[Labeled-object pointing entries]

---------------

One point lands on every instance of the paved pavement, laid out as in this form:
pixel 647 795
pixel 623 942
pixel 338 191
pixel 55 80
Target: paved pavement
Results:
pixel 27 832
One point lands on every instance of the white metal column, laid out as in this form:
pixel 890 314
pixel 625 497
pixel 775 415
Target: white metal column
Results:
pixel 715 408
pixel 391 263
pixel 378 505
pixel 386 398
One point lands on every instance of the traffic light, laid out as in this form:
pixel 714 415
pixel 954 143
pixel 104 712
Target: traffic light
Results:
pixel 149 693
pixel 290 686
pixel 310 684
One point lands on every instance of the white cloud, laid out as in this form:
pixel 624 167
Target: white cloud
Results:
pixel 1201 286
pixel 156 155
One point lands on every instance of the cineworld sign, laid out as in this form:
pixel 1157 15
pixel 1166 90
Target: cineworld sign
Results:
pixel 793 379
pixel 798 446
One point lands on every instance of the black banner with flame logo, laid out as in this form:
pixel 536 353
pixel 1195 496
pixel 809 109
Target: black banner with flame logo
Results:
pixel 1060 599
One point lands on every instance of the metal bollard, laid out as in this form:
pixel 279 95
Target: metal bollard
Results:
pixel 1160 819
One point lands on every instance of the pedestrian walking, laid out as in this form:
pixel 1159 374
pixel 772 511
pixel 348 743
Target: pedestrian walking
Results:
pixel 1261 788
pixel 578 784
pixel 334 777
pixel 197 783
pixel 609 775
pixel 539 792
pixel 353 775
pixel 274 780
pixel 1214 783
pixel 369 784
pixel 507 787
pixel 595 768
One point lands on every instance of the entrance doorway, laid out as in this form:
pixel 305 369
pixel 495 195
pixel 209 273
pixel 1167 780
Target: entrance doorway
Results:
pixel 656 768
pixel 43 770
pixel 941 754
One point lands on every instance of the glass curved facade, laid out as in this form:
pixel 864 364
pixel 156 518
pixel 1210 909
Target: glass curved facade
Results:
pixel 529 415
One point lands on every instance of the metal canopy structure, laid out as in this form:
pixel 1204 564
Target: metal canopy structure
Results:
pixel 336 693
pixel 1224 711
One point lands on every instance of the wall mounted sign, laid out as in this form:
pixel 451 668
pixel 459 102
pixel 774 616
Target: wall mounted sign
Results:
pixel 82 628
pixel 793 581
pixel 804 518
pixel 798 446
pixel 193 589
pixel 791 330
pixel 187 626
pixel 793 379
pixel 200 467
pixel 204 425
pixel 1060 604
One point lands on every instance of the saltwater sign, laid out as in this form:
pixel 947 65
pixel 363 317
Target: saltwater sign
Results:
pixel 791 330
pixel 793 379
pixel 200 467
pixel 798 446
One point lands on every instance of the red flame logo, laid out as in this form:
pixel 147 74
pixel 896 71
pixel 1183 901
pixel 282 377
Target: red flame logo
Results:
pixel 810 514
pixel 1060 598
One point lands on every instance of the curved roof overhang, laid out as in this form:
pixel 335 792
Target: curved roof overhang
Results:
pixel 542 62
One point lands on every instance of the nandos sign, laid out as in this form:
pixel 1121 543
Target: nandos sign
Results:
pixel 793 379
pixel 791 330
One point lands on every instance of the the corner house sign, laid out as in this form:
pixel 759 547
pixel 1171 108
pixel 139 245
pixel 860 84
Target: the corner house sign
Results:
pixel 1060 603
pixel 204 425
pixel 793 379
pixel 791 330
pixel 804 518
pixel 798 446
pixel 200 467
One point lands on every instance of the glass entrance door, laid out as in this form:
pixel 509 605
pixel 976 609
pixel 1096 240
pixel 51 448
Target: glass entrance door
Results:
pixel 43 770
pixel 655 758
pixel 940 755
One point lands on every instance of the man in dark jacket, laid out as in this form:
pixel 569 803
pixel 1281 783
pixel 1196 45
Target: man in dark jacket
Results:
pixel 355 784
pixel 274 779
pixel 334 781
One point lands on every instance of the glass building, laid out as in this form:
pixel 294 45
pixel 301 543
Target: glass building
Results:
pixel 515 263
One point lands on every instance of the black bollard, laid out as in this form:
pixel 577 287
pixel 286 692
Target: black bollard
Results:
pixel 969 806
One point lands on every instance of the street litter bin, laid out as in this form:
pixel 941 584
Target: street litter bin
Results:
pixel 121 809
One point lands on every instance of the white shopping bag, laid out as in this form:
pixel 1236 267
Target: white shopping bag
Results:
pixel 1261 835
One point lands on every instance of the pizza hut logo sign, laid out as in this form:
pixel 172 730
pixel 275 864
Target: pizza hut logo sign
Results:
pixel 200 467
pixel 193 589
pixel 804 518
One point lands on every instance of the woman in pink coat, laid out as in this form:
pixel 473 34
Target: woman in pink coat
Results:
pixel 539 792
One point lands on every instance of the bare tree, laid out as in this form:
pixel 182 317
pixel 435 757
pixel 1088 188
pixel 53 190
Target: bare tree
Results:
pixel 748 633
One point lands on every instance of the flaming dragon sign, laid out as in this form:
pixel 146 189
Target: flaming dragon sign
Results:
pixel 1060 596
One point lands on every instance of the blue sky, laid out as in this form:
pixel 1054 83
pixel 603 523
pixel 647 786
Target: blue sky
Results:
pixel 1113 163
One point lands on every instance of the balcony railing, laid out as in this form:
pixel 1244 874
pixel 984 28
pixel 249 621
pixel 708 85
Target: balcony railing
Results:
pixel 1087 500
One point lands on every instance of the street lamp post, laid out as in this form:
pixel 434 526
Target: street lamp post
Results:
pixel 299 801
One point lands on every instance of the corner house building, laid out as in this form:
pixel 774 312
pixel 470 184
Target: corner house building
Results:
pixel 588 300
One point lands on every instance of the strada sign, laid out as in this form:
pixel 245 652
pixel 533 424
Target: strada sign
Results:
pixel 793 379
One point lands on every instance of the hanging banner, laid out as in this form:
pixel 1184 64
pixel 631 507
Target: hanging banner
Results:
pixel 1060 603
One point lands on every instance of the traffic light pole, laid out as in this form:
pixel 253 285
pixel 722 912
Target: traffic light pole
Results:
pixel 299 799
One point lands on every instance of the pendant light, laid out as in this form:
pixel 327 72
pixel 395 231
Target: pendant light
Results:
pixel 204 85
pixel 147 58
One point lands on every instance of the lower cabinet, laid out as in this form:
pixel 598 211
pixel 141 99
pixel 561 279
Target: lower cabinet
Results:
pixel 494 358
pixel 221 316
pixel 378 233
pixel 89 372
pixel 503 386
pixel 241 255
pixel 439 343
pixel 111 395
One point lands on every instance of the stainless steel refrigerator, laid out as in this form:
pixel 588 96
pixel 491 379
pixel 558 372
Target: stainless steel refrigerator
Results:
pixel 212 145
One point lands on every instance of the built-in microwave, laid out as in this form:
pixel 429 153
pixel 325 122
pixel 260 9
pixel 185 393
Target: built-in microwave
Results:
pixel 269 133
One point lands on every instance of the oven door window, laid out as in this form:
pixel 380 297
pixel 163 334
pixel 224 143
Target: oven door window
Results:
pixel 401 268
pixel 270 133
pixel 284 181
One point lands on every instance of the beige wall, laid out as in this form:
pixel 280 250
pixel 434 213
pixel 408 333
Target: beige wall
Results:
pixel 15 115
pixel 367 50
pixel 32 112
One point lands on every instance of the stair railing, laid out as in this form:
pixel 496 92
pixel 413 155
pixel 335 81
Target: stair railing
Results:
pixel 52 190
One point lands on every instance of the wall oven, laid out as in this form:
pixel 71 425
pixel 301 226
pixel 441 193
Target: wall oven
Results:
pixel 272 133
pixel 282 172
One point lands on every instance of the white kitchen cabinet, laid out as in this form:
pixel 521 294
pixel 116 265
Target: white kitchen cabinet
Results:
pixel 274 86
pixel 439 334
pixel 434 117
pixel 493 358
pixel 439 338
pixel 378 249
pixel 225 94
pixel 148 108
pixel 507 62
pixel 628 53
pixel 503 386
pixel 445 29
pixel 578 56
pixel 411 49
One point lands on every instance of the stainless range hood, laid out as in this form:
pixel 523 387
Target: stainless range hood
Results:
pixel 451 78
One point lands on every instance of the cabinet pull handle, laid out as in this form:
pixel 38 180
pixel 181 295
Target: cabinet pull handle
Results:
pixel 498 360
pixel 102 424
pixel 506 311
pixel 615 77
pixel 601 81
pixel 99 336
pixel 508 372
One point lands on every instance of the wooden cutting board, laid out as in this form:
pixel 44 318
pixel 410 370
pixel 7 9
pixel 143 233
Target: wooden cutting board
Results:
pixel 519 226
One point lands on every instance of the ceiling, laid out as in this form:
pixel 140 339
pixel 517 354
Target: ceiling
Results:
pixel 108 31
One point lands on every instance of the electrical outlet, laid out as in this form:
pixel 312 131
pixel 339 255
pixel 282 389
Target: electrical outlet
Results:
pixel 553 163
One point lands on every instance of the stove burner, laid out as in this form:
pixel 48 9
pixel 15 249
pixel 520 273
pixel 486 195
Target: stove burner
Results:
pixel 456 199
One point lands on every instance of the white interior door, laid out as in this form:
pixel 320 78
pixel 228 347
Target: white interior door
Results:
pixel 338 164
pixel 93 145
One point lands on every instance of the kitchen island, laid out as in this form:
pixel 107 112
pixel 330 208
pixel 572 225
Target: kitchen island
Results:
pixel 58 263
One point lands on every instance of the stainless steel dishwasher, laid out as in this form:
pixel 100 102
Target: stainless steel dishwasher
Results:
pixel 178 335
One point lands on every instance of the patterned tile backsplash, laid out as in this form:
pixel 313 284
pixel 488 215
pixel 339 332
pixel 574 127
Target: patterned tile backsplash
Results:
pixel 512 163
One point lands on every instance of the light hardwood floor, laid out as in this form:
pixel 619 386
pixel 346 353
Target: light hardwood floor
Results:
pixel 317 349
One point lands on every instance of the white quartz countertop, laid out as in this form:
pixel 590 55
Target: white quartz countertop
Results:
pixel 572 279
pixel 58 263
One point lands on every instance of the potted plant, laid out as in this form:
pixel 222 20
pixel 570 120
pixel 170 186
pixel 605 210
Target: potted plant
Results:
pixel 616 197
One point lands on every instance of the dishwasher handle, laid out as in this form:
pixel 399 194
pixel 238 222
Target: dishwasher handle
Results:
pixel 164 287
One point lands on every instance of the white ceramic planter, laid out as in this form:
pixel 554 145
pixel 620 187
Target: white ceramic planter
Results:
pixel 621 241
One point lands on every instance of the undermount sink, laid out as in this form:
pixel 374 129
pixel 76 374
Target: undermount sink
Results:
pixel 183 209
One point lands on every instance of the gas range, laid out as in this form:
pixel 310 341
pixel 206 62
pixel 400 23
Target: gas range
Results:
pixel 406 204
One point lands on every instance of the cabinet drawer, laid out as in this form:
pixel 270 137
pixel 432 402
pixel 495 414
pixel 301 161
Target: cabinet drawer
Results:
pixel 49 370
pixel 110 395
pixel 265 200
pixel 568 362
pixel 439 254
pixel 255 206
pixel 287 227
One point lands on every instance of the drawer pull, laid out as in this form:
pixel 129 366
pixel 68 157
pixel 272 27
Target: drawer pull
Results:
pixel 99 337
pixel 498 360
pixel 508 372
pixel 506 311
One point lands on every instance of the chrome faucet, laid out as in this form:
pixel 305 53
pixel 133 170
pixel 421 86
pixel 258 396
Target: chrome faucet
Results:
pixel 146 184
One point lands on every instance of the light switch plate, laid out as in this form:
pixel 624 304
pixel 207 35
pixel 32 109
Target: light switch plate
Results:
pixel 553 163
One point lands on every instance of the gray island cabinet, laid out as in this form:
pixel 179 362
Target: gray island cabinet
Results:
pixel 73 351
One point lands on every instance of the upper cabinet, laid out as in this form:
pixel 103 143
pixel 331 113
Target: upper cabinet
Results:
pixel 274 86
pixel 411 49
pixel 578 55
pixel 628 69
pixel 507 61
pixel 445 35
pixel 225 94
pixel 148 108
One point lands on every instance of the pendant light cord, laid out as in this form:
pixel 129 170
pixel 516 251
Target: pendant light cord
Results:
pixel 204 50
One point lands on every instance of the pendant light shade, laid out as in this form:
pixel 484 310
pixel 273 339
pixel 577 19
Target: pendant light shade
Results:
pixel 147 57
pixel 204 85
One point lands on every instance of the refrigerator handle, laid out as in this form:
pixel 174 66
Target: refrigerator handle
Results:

---------------

[JOB] Please convert the lines above, from the line containing "light cord, laid" through the end of the records, into a numbered list, leaving out any blank lines.

[COMPLETED TASK]
1. One point lands on every instance of the pendant light cord, laid out as in this form:
2. pixel 129 170
3. pixel 516 251
4. Target: pendant light cord
5. Results:
6. pixel 204 50
7. One point lands on every instance of the pendant light shade, laid out as in this form:
8. pixel 484 310
9. pixel 273 339
10. pixel 577 19
11. Target: pendant light shade
12. Results:
13. pixel 147 57
14. pixel 204 85
15. One point lands on every instance of the refrigerator handle, laid out as in this form:
16. pixel 174 66
17. Target: refrigerator handle
18. Results:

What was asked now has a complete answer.